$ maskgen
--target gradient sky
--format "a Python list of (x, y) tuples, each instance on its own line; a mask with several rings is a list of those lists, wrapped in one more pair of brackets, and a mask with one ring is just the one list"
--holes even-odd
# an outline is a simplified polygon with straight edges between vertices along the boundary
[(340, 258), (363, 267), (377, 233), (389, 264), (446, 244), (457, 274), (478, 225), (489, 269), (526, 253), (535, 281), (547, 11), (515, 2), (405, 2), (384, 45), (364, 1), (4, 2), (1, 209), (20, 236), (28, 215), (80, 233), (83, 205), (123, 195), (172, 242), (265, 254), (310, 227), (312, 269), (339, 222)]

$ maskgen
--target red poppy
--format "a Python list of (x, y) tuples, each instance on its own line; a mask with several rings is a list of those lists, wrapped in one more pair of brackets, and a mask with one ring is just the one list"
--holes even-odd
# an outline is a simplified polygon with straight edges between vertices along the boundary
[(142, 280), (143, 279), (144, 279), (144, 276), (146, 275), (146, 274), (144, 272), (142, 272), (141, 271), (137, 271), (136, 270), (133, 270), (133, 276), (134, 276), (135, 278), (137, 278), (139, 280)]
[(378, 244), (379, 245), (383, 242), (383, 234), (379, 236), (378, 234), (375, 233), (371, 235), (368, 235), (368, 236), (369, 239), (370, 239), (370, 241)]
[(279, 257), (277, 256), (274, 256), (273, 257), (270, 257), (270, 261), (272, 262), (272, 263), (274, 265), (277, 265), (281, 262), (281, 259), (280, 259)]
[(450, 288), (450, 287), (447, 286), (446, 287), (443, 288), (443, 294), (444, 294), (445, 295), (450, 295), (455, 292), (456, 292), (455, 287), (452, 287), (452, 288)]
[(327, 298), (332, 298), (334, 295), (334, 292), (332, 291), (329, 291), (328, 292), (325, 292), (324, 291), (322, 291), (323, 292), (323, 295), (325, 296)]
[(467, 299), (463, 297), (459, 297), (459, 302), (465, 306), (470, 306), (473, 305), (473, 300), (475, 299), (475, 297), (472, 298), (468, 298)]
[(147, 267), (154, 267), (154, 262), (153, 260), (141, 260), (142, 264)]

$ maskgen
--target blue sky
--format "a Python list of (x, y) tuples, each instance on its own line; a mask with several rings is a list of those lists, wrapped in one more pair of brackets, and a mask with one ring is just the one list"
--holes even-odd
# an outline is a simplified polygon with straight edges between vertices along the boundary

******

Pick out every line in the rows above that contains the string "target", and copy each one in full.

» **THE COMPLETED TASK**
--target gradient sky
--target red poppy
--target blue sky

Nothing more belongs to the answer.